> Task to carry out: Restate the records below exactly. Pictures are not part of the copy.

> Data listing:
----------------------------------------
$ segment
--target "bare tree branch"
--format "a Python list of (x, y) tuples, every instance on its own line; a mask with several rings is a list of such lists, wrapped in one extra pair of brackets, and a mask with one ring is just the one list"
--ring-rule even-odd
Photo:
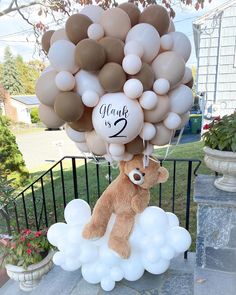
[(9, 6), (0, 11), (0, 16), (3, 16), (3, 15), (6, 15), (6, 14), (9, 14), (11, 12), (14, 12), (14, 11), (19, 11), (19, 9), (23, 9), (23, 8), (27, 8), (27, 7), (30, 7), (30, 6), (34, 6), (34, 5), (42, 5), (41, 1), (32, 1), (28, 4), (22, 4), (22, 5), (19, 5), (19, 6), (13, 6), (15, 3), (15, 0), (12, 0), (11, 3), (9, 4)]

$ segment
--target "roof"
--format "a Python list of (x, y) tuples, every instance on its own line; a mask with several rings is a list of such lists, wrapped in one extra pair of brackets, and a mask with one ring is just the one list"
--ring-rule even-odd
[(36, 95), (15, 95), (11, 96), (11, 98), (28, 106), (39, 105), (39, 100)]

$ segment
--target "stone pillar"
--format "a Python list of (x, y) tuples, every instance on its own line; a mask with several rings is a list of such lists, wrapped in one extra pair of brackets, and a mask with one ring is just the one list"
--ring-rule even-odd
[(194, 295), (236, 294), (236, 193), (214, 186), (214, 176), (195, 182), (197, 209)]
----------------------------------------
> Result of the task:
$ segment
--target "bare tree branch"
--format "a Python list of (x, y) tuples, every instance on its own line; a mask with several rings is a list of such lists, wrapped in one extra pair of brackets, and a mask with one ring is just the one list"
--ring-rule even-odd
Photo:
[(9, 6), (0, 11), (0, 16), (3, 16), (3, 15), (6, 15), (6, 14), (9, 14), (11, 12), (14, 12), (14, 11), (19, 11), (19, 9), (23, 9), (23, 8), (27, 8), (27, 7), (30, 7), (30, 6), (34, 6), (34, 5), (42, 5), (41, 1), (32, 1), (28, 4), (22, 4), (22, 5), (19, 5), (19, 6), (13, 6), (15, 3), (15, 0), (12, 0), (11, 3), (9, 4)]

$ segment
--target "roof"
--format "a Python list of (x, y) tuples, every instance on its own line; a mask with several rings is a list of such lists, wrapped in one extra pair of brackets, and a mask with one ring is just the one list"
--ring-rule even-odd
[(36, 95), (15, 95), (11, 96), (11, 98), (28, 106), (39, 105), (39, 100)]

$ segment
--target "stone pillar"
--format "a Python list of (x, y) tuples, every instance on its own line; a mask with several rings is a list of such lists, wrapped in one extra pair of brackets, and a mask with one ring is just the one list"
--ring-rule even-odd
[(194, 295), (236, 294), (236, 193), (214, 186), (214, 176), (195, 182), (197, 209)]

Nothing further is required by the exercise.